Stored rows:
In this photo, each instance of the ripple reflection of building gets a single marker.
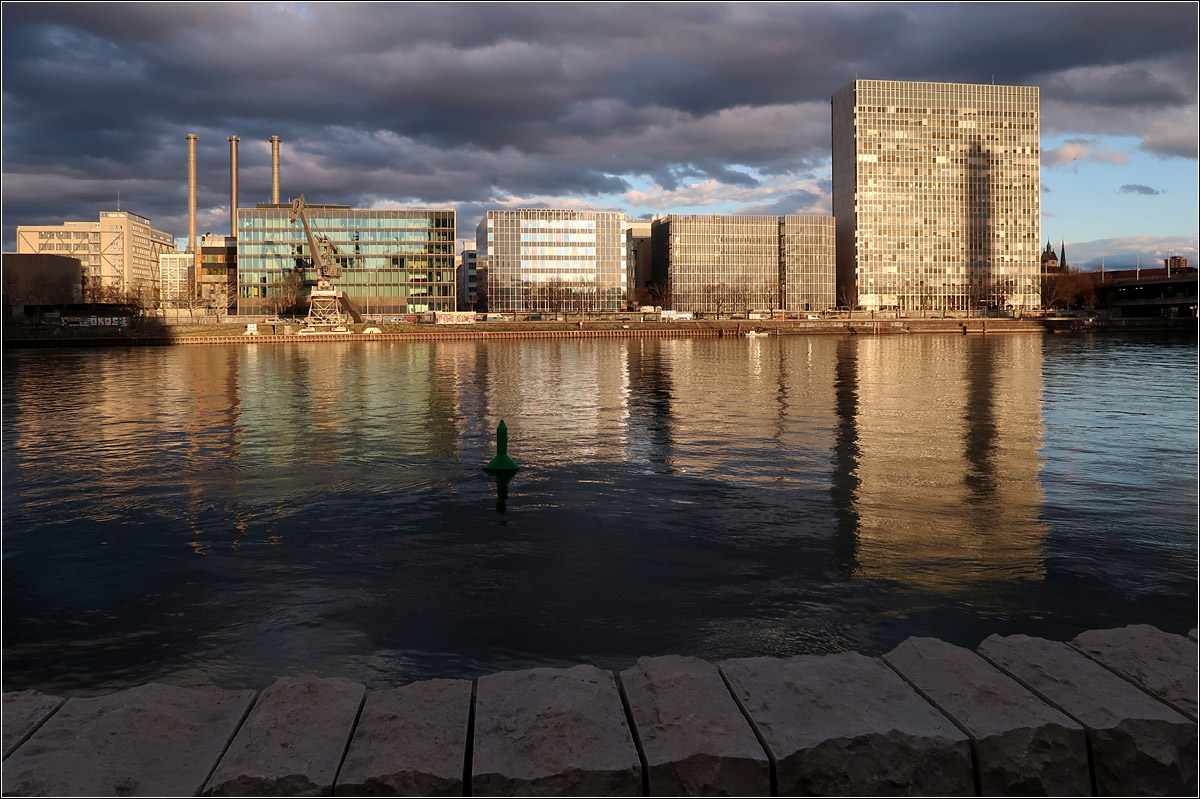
(936, 460)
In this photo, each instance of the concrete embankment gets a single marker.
(155, 336)
(1111, 713)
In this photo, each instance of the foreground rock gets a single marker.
(292, 743)
(1162, 664)
(847, 725)
(695, 739)
(149, 740)
(1023, 745)
(23, 713)
(1139, 744)
(411, 742)
(553, 732)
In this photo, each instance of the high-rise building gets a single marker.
(556, 260)
(736, 264)
(119, 252)
(393, 263)
(936, 190)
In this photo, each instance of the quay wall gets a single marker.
(1110, 713)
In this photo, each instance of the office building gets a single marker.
(723, 265)
(468, 280)
(553, 260)
(119, 252)
(637, 259)
(394, 263)
(177, 278)
(936, 190)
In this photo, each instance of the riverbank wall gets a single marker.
(149, 335)
(1110, 713)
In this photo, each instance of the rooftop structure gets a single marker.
(936, 190)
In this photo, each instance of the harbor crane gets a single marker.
(324, 299)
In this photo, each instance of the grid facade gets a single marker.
(393, 262)
(553, 260)
(807, 246)
(937, 196)
(736, 264)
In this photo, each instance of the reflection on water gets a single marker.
(223, 515)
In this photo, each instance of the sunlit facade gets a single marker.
(119, 251)
(936, 190)
(735, 264)
(553, 260)
(394, 263)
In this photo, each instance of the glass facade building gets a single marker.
(394, 263)
(936, 191)
(736, 264)
(553, 260)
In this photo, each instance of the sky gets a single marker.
(645, 108)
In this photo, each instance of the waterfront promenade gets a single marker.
(1110, 713)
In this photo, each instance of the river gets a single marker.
(225, 515)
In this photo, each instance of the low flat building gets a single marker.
(119, 252)
(394, 263)
(553, 260)
(721, 265)
(40, 280)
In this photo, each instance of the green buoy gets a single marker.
(502, 462)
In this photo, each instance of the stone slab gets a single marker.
(292, 742)
(1139, 744)
(23, 713)
(552, 732)
(149, 740)
(1023, 746)
(1159, 662)
(847, 725)
(695, 738)
(409, 742)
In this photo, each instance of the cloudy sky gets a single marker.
(712, 108)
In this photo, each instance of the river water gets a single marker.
(227, 515)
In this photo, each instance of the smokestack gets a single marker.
(275, 169)
(191, 192)
(233, 185)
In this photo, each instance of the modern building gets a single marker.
(936, 190)
(637, 258)
(737, 264)
(468, 280)
(177, 278)
(119, 252)
(553, 260)
(394, 263)
(219, 274)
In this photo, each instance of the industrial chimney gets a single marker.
(275, 169)
(191, 192)
(233, 185)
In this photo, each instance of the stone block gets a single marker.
(552, 732)
(695, 738)
(846, 725)
(1139, 744)
(409, 742)
(1159, 662)
(1023, 746)
(23, 713)
(292, 743)
(148, 740)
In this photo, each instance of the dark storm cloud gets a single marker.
(468, 104)
(1138, 188)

Set exercise: Turn the whole listing above into a numbered list, one line per item, skipping any blank lines and leaving out the pictures.

Result:
1. In this photo, each instance of the ripple reflection of building gets a single marker.
2. (936, 460)
3. In this photo, each instance of the concrete embankment gets a single marker.
4. (155, 336)
5. (1111, 713)
6. In this photo, each instance of the foreground rock gets a single marker.
7. (292, 743)
8. (1162, 664)
9. (847, 725)
10. (695, 739)
11. (149, 740)
12. (1023, 745)
13. (23, 713)
14. (1139, 744)
15. (411, 742)
16. (553, 732)
17. In this photo, each instance of the high-rise building gets a single marker.
18. (556, 260)
19. (736, 264)
20. (119, 252)
21. (393, 263)
22. (936, 190)
23. In this photo, each instance of the quay wall gets a single marker.
24. (1110, 713)
25. In this photo, each instance of the office building gets a single marker.
26. (723, 265)
27. (468, 280)
28. (553, 260)
29. (119, 252)
30. (637, 259)
31. (394, 263)
32. (177, 278)
33. (936, 190)
34. In this photo, each instance of the riverbank wall gets a single marker.
35. (149, 335)
36. (1110, 713)
37. In this photo, each instance of the rooftop structure gets a single marker.
38. (936, 190)
39. In this photo, each instance of the harbor crane gets a single marker.
40. (324, 299)
41. In this photo, each instance of the grid facade gets a single marker.
42. (393, 262)
43. (553, 260)
44. (807, 246)
45. (937, 196)
46. (736, 264)
47. In this photo, each instance of the reflection on water gets a single marker.
48. (223, 515)
49. In this photo, each instance of the sunlit facade gets a single marker.
50. (119, 251)
51. (936, 190)
52. (735, 264)
53. (553, 260)
54. (394, 263)
55. In this photo, each instance of the glass facade building gets a single marker.
56. (394, 263)
57. (936, 191)
58. (736, 264)
59. (553, 260)
60. In this photo, each instance of the sky gets a single marker.
61. (645, 108)
62. In this photo, each instance of the waterfront promenade gets a single marker.
63. (1110, 713)
64. In this photo, each instance of the river gets a single marker.
65. (225, 515)
66. In this photo, each instance of the low flat building gets a single marker.
67. (119, 252)
68. (394, 263)
69. (553, 260)
70. (721, 265)
71. (40, 280)
72. In this photo, each instance of the green buoy gets a single marker.
73. (502, 462)
74. In this photo, each instance of the stone slab gets a single marker.
75. (292, 742)
76. (1139, 744)
77. (23, 713)
78. (552, 732)
79. (149, 740)
80. (1023, 746)
81. (1159, 662)
82. (847, 725)
83. (695, 738)
84. (409, 742)
85. In this photo, each instance of the cloudy sky gets a single marker.
86. (712, 108)
87. In this photo, each instance of the river water gets a single marker.
88. (227, 515)
89. In this photo, each instance of the smokestack gets a single marker.
90. (275, 169)
91. (191, 192)
92. (233, 185)
93. In this photo, each instance of the modern building gets a single marker.
94. (936, 190)
95. (637, 258)
96. (737, 264)
97. (468, 280)
98. (177, 278)
99. (119, 252)
100. (553, 260)
101. (394, 263)
102. (219, 274)
103. In this photo, each instance of the industrial chimney gets a single marker.
104. (275, 169)
105. (191, 192)
106. (233, 185)
107. In this photo, each instance of the stone block gets a single marker.
108. (552, 732)
109. (695, 738)
110. (846, 725)
111. (1139, 744)
112. (409, 742)
113. (1159, 662)
114. (1023, 746)
115. (23, 713)
116. (292, 743)
117. (148, 740)
118. In this photo, each instance of the dark storm cloud gets a single marker.
119. (468, 104)
120. (1138, 188)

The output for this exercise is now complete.